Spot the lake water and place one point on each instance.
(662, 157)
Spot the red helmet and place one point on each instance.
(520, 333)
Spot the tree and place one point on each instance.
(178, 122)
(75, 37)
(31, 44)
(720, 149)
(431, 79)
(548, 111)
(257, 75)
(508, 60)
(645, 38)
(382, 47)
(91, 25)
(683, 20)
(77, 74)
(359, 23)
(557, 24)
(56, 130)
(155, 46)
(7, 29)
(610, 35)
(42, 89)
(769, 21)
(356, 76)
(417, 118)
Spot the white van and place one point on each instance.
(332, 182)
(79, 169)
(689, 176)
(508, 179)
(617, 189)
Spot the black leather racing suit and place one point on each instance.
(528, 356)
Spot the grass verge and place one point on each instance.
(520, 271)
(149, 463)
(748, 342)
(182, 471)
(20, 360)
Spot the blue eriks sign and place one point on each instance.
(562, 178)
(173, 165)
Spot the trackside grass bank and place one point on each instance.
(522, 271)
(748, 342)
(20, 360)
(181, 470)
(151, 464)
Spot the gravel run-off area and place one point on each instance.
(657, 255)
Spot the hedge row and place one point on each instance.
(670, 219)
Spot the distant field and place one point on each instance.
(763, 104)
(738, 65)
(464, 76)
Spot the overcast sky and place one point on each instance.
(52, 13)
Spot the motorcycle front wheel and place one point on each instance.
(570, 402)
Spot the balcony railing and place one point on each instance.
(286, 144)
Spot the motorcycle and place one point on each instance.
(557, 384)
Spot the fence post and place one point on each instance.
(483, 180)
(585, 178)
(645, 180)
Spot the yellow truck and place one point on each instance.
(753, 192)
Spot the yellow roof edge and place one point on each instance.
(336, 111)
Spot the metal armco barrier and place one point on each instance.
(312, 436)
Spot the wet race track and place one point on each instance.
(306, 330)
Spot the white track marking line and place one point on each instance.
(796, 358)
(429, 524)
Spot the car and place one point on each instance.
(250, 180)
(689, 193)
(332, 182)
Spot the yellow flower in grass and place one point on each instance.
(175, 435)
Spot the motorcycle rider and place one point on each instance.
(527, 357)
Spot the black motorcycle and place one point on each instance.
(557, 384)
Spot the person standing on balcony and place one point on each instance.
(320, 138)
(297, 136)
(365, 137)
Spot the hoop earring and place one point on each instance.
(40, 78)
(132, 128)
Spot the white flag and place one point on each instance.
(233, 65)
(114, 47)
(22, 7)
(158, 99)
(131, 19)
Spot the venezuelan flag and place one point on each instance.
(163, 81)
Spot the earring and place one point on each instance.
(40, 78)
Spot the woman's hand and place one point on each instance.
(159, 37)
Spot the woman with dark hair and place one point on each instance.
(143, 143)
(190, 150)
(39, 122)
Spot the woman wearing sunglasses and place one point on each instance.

Activity
Please retype exactly, and only, the lines starting at the one that contains "Spot the hoop" and ending with the last line of the material.

Result of the exercise
Spot the hoop earring and place one point on each instance.
(40, 78)
(132, 128)
Spot the white flag and place one point on each instance.
(233, 65)
(114, 47)
(22, 7)
(158, 99)
(131, 19)
Spot the venezuelan flag and place one point on each instance.
(163, 81)
Spot the earring and place one point on each instance.
(40, 78)
Spot the woman's hand and place one point on each instance.
(159, 37)
Spot the woman with dark hair and place one point on each instance.
(143, 143)
(190, 150)
(39, 122)
Spot the woman wearing sunglasses and place one point on each instance.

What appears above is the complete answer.